Pointing and labeling entries:
==========

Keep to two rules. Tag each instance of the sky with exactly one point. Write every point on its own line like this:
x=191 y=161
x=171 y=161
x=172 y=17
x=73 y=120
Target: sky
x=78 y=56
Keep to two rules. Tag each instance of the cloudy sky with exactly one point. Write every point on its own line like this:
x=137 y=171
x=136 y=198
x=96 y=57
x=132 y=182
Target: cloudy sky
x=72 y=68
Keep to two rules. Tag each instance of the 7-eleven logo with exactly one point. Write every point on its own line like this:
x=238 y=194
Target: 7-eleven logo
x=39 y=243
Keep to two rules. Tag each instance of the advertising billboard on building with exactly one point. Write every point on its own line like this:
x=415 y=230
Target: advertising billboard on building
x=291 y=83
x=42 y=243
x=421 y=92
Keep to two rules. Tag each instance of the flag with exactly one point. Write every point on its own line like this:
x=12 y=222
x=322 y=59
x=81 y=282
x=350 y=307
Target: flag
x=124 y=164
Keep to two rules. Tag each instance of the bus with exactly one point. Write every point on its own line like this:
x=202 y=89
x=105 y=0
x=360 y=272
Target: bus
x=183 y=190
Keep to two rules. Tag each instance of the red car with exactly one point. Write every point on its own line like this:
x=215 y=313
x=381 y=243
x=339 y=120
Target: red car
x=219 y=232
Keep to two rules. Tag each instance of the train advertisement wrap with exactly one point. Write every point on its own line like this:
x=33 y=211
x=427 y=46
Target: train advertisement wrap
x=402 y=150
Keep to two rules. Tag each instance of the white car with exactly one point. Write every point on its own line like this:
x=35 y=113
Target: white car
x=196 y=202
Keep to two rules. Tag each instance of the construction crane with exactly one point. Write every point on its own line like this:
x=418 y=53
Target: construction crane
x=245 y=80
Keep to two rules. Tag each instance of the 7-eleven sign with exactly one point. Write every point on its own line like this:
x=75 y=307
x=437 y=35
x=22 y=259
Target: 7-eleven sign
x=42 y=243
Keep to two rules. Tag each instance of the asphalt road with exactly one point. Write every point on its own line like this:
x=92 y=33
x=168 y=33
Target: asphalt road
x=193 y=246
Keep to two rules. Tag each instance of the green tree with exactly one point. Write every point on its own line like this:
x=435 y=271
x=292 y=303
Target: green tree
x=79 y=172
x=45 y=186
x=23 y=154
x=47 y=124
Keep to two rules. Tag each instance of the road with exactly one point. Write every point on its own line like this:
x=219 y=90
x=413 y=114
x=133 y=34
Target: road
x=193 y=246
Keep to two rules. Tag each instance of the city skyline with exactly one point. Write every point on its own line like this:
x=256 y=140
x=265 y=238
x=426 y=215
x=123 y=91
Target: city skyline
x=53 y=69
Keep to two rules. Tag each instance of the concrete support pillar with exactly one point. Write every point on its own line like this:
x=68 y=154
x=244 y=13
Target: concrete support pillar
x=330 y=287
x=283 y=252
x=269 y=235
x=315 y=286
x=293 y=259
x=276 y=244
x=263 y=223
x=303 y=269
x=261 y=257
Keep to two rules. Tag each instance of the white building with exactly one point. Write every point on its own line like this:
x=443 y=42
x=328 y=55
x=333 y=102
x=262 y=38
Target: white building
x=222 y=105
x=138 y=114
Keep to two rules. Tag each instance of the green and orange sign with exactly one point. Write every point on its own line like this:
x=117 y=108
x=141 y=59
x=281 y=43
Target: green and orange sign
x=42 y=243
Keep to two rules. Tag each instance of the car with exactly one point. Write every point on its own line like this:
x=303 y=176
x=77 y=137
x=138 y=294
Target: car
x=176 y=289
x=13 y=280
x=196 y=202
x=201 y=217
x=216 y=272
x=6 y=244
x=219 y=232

==========

WRITTEN REQUEST: Render the stretch from the line containing "Keep to two rules. Tag each instance of the green tree" through the end of the entries as a JSON list of strings, one string per line and blank lines omitted.

THE SOLUTION:
[
  "Keep to two rules. Tag each instance of the green tree with exactly one point. Write every point on its own line like this:",
  "x=435 y=271",
  "x=292 y=303",
  "Target: green tree",
  "x=79 y=172",
  "x=45 y=186",
  "x=23 y=154",
  "x=47 y=124",
  "Keep to two rules. Tag each instance of the road with exactly one point. Write every point on its own line like this:",
  "x=219 y=90",
  "x=413 y=114",
  "x=133 y=34",
  "Target: road",
  "x=193 y=246",
  "Keep to two rules. Tag each instance of the city skyline with exactly one point. Write every point on its own line like this:",
  "x=256 y=140",
  "x=265 y=238",
  "x=426 y=215",
  "x=123 y=91",
  "Target: city skyline",
  "x=53 y=69",
  "Keep to two rules. Tag each instance of the concrete support pillar with exactly one point. Write every point on its own line like this:",
  "x=68 y=154",
  "x=244 y=13",
  "Target: concrete support pillar",
  "x=330 y=287",
  "x=283 y=252",
  "x=269 y=235",
  "x=315 y=286",
  "x=293 y=259",
  "x=276 y=244",
  "x=263 y=223",
  "x=303 y=269",
  "x=261 y=257",
  "Keep to two rules. Tag each instance of the white building with exactly one point. Write every point on its own line like this:",
  "x=443 y=42",
  "x=328 y=55",
  "x=333 y=102",
  "x=262 y=38",
  "Target: white building",
  "x=222 y=105",
  "x=138 y=114",
  "Keep to two rules. Tag each instance of the green and orange sign with exactly one point. Write every point on its own line like this:",
  "x=117 y=108",
  "x=141 y=59",
  "x=281 y=43",
  "Target: green and orange sign",
  "x=42 y=243",
  "Keep to two rules. Tag each instance of the car with exactly one point. Write every point on its own line like this:",
  "x=303 y=176",
  "x=77 y=137",
  "x=138 y=294",
  "Target: car",
  "x=176 y=289",
  "x=13 y=280",
  "x=196 y=202",
  "x=201 y=217",
  "x=216 y=272",
  "x=6 y=244",
  "x=219 y=232"
]